------ Lesetext ------
• Heute lesen wir …

      Wir lesen als Gruppe jedes Jahr einmal chronologisch die Bibel und fangen mit 1. Mose an und hören mit der Offenbarung auf - mach doch mit 

      Wir sind

      warum ihr beim Lesen der älteren Kommentare (bis 2013) den Eindruck habt, dass wir Zeugen Jehovas sind, erkläre ich hier ausführlich. Nur ganz kurz: NEIN, wir sind keine ZJ, sondern einfach nur Christen – ohne irgendeine Konfession, Dachverband oder Organisation über uns – die für Gott und sein Wort brennen und sich gerne mit anderen darüber unterhalten und austauschen

      Hier findest du die Daten zu unseren Treffen

      Unser Ziel

      … ist es, Menschen die Gott noch nicht kennen, zu ihm zu führen und mit seinem Wort bekannt zu machen; andere mit unserer Begeisterung für Gott und sein Wort anzustecken; einander zu ermuntern, im Glauben zu bleiben und zu wachsen; und einander zu helfen, ein ganz persönliches Verhältnis zum Schöpfer zu entwickeln, zu bewahren und zu vertiefen.
------
### Arbeitsanweisungen
[1] Fassen Sie den Absatz im Lesetext, der mit „ist es, Menschen die Gott noch nicht kennen“ beginnt, als Liste zusammen. Behalten Sie dabei alle genannten Ziele bei.
[2] Stimmen die folgenden Aussagen mit dem Lesetext überein? Antworten Sie jeweils mit Ja oder Nein und zitieren Sie die entscheidenden Worte.
(a) Die Gruppe liest die Bibel jedes Jahr einmal chronologisch.
(b) Die Gruppe gehört zu den Zeugen Jehovas.
(c) Über der Gruppe steht ein Dachverband.
[3] Beantworten Sie anhand des Lesetextes die folgenden Fragen:
(a) Mit welchem Buch beginnt die Gruppe ihre Bibellesung?
(b) Bis zu welchem Jahr reichen die älteren Kommentare?
(c) Wozu wollen die Mitglieder einander ermuntern?
------ Bereitgestellte Daten ------
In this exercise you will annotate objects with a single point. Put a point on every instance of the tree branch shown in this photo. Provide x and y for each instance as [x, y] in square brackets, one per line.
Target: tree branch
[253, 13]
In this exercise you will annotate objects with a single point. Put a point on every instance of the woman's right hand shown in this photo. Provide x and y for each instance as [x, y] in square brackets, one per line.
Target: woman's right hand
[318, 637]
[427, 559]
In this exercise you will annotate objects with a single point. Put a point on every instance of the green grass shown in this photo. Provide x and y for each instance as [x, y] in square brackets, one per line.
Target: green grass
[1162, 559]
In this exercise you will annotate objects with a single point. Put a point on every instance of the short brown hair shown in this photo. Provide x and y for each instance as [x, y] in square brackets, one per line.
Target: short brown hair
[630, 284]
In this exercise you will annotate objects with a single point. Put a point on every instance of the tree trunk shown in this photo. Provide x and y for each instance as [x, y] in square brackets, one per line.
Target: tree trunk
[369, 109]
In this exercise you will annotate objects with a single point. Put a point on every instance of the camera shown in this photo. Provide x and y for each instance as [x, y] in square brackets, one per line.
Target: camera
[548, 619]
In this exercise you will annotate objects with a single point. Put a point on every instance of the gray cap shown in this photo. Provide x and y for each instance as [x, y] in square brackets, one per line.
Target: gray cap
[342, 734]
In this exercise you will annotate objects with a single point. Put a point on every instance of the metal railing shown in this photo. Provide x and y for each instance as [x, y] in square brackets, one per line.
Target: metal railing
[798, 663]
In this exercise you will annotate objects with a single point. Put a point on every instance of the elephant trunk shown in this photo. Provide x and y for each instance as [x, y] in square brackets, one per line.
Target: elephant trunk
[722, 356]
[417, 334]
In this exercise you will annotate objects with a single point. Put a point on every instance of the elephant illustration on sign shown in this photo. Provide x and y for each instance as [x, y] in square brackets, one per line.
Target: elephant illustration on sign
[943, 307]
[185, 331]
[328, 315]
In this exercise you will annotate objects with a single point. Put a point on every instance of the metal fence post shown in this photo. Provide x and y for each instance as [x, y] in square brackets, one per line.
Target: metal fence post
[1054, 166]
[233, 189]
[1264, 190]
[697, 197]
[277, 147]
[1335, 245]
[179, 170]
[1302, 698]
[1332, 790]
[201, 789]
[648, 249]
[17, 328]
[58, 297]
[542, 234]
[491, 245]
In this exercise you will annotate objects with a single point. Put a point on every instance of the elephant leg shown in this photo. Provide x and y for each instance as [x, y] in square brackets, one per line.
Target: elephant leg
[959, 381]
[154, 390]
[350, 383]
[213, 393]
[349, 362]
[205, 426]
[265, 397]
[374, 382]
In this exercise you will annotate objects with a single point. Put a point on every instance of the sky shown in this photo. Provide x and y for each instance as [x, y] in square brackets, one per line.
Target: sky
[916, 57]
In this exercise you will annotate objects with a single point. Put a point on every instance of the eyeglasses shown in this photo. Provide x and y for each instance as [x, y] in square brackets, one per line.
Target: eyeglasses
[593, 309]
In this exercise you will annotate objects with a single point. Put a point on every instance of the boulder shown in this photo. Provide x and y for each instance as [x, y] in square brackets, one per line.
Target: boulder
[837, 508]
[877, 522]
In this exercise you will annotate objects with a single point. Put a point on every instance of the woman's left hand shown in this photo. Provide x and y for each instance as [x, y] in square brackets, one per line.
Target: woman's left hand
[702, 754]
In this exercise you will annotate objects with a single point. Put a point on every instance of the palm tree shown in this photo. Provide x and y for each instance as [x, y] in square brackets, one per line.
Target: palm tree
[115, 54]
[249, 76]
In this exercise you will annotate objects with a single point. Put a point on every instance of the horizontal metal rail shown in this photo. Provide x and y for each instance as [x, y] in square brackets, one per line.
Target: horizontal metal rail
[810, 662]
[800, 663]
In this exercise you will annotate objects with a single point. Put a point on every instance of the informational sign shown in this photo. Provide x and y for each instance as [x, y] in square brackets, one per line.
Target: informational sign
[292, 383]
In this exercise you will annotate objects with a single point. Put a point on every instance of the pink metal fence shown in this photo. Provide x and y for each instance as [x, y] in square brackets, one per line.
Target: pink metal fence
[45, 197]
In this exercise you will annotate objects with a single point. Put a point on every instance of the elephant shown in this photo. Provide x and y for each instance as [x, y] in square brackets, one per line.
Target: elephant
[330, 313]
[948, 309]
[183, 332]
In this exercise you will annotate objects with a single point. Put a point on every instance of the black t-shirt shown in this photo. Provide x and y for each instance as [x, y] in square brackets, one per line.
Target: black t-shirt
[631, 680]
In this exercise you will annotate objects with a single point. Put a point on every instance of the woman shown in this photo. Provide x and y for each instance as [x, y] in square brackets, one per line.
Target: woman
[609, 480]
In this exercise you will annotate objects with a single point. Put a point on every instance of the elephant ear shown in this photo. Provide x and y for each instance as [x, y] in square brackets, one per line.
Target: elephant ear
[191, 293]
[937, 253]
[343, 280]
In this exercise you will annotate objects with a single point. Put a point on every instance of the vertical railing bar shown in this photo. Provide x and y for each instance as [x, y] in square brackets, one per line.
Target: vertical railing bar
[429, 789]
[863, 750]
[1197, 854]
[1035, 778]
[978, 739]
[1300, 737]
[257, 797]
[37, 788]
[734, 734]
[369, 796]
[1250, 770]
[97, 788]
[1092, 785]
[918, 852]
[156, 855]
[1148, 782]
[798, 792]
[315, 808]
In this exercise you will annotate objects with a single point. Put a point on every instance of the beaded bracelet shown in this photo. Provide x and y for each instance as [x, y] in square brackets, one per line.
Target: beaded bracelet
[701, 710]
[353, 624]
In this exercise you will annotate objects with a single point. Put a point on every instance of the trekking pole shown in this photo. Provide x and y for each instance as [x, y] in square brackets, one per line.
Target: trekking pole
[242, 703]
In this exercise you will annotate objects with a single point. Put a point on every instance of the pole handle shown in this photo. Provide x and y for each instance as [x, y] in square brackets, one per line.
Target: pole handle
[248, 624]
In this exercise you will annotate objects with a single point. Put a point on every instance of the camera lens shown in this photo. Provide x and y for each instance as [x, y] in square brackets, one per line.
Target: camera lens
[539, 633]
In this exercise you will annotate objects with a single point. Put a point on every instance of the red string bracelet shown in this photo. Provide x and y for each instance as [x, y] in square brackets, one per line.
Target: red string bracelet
------
### Antworten je Aufgabe
[1]
Ziele der Gruppe:
- Menschen, die Gott noch nicht kennen, zu ihm führen und mit seinem Wort bekannt machen
- andere mit der Begeisterung für Gott und sein Wort anstecken
- einander ermuntern, im Glauben zu bleiben und zu wachsen
- einander helfen, ein persönliches Verhältnis zum Schöpfer zu entwickeln, zu bewahren und zu vertiefen

[2]
(a) Ja: „Wir lesen als Gruppe jedes Jahr einmal chronologisch die Bibel“
(b) Nein: „NEIN, wir sind keine ZJ“
(c) Nein: „ohne irgendeine Konfession, Dachverband oder Organisation über uns“

[3]
(a) Mit 1. Mose.
(b) Bis 2013.
(c) Im Glauben zu bleiben und zu wachsen.